* Exercise goal *
Lines from the records below that contain the word "cactus" are to be copied out.

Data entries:
»»
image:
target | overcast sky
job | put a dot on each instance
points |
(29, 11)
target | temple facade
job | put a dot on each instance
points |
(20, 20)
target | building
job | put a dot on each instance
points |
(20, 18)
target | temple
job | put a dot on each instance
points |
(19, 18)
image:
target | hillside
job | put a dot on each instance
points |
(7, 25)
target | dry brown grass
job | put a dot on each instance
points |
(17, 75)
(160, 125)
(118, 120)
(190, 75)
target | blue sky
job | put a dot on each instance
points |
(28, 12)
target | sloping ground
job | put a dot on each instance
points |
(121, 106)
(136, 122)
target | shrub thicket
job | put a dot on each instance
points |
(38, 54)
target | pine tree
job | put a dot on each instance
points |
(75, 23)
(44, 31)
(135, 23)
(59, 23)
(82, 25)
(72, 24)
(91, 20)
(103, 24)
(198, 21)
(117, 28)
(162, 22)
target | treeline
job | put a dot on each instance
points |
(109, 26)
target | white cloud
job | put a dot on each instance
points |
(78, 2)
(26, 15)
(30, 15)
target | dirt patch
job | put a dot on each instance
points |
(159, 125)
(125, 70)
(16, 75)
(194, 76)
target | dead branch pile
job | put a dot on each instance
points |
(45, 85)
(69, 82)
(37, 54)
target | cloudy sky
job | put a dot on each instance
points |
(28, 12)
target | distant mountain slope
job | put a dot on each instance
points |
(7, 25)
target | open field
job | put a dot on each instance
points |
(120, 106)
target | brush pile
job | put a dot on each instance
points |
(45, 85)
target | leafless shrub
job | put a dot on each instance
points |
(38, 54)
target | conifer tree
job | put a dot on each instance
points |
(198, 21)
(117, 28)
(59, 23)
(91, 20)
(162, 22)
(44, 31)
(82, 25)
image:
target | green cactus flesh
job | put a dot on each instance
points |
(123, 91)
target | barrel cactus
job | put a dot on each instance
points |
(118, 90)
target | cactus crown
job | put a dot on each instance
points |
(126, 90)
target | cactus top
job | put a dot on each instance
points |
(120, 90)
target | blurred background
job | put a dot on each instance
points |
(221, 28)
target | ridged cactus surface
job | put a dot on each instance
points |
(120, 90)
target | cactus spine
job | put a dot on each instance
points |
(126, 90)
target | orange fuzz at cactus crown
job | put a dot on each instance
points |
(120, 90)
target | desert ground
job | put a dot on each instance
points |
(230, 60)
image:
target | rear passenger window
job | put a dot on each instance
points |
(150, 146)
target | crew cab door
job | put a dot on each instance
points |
««
* Task solution *
target | green cactus flesh
target | barrel cactus
target | cactus crown
target | cactus top
target | ridged cactus surface
target | cactus spine
target | orange fuzz at cactus crown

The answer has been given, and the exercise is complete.